Dans le cadre de cette mission de partage, une journée « Désherb'expo » a été organisée le 13 avril dernier à Loire-Authion (49), en plein cœur de l'Anjou, l'un des bassins de production de ces cultures. Une vingtaine de constructeurs et de distributeurs ont été invités à présenter leurs matériels sur des stands, mais surtout in situ, sur des parcelles de PPAM et de cultures porte-graines.

« A l'issue de cette journée, les retours des exposants sont très positifs, décrit Valérie Trijean, responsable communication de la Fnams. C'était l'occasion pour eux de rencontrer leur public ». Ce « public » de producteurs de semences et de PPAM, n'est en effet pas toujours très bien identifié par les constructeurs de matériels comme cible de marchés à conquérir. C'était aussi l'un des enjeux d'AgroPAMS : montrer aux constructeurs tout le potentiel de ces filières.

De la bineuse améliorée au pulvérisateur intelligent

Côté visiteurs, plus de 500 personnes sont venues à Desherb'expo, dont une majorité d'agriculteurs et de techniciens. Là encore, retours très positifs, notamment « sur la diversité des matériels présentés », commente Camille Guérin, responsable du projet AgroPAMS à la Fnams. Les partenaires du projet ont en effet pris soin de sélectionner des matériels innovants, certains très technologiques, mais d'autres présentant des innovations seulement de l'ordre « mécanique ».

Parmi les innovations les plus « accessibles », purement mécaniques, on trouvait ainsi le Rotosark, d'Oliver Agro, une bineuse équipée d’outils sarcleurs conçus pour arracher les adventices au plus près du rang sans abîmer le système racinaire de la culture en place. Le constructeur précise que cette bineuse peut travailler sur toutes les cultures ayant un écartement entre les rangs supérieurs à 40 cm.

Dans la catégorie des matériels assez accessibles, on trouvait aussi le Toutilo, du constructeur Touti Terre, un outil polyvalent léger à motorisation électrique, pouvant être télécommandé à distance et déjà très présent dans le monde du maraîchage diversifié (150 Toutilos sont en service en France). Le Toutilo peut porter des personnes (il est connu notamment pour son « lit de désherbage manuel »), mais peut aussi être équipé de modules intelligents et de précision. Le Toutilo présenté à Desherb'expo comprenait un module de microbinage de précision, avec caméra, capable de travailler dans des inter-rangs de quelques centimètres d'une culture de coriandre.

▶ Extrait des données
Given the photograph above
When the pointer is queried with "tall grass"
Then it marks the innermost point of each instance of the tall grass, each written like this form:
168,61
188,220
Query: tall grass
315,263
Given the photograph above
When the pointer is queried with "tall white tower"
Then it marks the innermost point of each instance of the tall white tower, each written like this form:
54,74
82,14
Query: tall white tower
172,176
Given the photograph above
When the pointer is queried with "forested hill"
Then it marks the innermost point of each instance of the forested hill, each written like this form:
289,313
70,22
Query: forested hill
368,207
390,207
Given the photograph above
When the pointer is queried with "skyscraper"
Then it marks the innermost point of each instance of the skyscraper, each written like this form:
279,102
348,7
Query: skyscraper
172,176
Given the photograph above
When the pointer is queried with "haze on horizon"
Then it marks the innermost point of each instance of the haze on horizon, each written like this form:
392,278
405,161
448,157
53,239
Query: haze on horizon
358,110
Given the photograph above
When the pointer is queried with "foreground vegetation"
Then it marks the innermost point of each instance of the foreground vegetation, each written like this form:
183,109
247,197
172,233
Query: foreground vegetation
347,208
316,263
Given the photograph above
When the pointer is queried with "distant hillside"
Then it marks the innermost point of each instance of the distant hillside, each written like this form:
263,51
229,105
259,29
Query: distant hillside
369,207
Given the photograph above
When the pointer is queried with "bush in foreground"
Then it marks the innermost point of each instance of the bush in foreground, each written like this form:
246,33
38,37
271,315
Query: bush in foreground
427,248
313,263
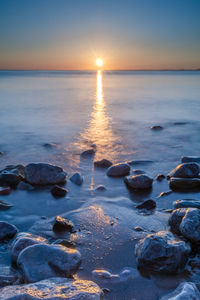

▶ Questions à traiter
a) Recopiez le passage de l'article sur la journée Désherb'expo qui va de « Dans le cadre » à « de ces filières. ».
b) Écrivez la suite de l'article sur la journée Désherb'expo, juste après sa dernière phrase.
On peut laisser les lignes de côté, elles ne servent pas ici.

▶ Réponses par consigne
a)
Dans le cadre de cette mission de partage, une journée « Désherb'expo » a été organisée le 13 avril dernier à Loire-Authion (49), en plein cœur de l'Anjou, l'un des bassins de production de ces cultures. Une vingtaine de constructeurs et de distributeurs ont été invités à présenter leurs matériels sur des stands, mais surtout in situ, sur des parcelles de PPAM et de cultures porte-graines.

« A l'issue de cette journée, les retours des exposants sont très positifs, décrit Valérie Trijean, responsable communication de la Fnams. C'était l'occasion pour eux de rencontrer leur public ». Ce « public » de producteurs de semences et de PPAM, n'est en effet pas toujours très bien identifié par les constructeurs de matériels comme cible de marchés à conquérir. C'était aussi l'un des enjeux d'AgroPAMS : montrer aux constructeurs tout le potentiel de ces filières.

b)
Outil léger, piloté par télécommande, le Toutilo de Touti Terre est ici muni d'un système de désherbage hyper précis capable de travailler sur des rangs de jeunes plants de coriandre. (Photo Catherine Perrot)

Du côté des outils plus technologiques et onéreux, le distributeur Mac a présenté le pulvérisateur Ara du suisse Ecorobotix, un outil tracté capable de pulvériser des produits avec une précision de 6 cm sur 6 cm, soit plante par plante ! Grâce à son intelligence artificielle en perpétuelle amélioration, ce pulvérisateur distingue les adventices des cultures et calcule les concentrations de produits à pulvériser. L'économie de produit peut aller jusqu'à 95 % par rapport à une pulvérisation standard.

Le pulvérisateur intelligent Ara, de l'entreprise Ecorobotix, ici en cours de dépliement. Ce pulvérisateur est capable de distinguer les adventices des cultures et de réaliser des pulvérisations hyper localisées. (Photo Catherine Perrot)

Robot autonome à tout faire

Enfin, très représentés également parmi les matériels innovants, les robots autonomes ont également montré leur efficacité de désherbage. C'était le cas notamment du nantais Trektor, de l'entreprise Sitia, un tracteur robot très polyvalent, capable de travailler en viticulture, maraîchage, arboriculture et donc également en cultures porte-graines.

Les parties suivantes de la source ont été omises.